### [Directions for this task]
Repeat exactly the lines below that lie between the line with "cabbage, one line per instance." and the line with "background, one line per instance.", counting both of those lines as part of the answer.

(Excerpts from a dataset)
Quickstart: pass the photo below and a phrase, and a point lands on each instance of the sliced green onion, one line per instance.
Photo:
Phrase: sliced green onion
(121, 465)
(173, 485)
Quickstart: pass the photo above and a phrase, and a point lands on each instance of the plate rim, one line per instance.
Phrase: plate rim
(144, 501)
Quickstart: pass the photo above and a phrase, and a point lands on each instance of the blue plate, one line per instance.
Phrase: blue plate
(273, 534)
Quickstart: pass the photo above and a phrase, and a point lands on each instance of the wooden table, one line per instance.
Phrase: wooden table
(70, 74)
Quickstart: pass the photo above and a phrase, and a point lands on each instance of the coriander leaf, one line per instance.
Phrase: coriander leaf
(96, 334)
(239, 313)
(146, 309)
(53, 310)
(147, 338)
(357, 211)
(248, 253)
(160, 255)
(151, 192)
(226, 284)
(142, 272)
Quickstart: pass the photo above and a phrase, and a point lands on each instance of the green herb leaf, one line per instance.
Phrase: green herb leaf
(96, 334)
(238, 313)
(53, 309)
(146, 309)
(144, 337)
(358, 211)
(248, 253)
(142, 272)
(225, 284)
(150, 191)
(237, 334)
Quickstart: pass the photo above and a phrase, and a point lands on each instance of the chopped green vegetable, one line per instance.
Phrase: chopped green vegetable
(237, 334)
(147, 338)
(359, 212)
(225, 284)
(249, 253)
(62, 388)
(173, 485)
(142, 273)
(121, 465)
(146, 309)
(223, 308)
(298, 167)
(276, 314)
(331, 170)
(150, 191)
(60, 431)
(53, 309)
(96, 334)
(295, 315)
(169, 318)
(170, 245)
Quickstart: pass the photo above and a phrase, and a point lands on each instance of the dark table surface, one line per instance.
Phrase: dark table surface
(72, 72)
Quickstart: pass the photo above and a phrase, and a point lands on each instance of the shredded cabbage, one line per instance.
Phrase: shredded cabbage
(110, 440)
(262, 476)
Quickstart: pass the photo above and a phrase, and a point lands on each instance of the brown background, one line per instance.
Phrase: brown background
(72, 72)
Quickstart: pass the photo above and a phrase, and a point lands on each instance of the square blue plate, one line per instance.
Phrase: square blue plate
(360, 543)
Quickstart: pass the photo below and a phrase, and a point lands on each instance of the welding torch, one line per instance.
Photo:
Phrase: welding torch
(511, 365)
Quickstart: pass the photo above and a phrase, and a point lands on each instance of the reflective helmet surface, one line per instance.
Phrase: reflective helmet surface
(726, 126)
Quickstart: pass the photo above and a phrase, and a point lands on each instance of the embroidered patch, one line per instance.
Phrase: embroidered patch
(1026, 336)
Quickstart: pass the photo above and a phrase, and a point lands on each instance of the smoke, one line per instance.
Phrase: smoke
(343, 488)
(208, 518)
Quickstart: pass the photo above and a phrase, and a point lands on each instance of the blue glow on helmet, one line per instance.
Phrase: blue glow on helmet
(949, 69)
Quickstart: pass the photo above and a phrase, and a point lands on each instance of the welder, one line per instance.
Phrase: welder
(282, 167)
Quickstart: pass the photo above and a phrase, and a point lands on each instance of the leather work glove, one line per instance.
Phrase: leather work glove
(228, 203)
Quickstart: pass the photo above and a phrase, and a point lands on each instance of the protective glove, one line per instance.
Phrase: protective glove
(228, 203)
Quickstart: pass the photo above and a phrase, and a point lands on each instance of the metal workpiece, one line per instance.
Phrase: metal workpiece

### [Result of this task]
Quickstart: pass the photo above and a phrase, and a point lands on each instance of the shredded cabbage, one line per instance.
Phrase: shredded cabbage
(110, 440)
(262, 476)
Quickstart: pass the photo above and a phrase, and a point lands on each instance of the brown background, one line per instance.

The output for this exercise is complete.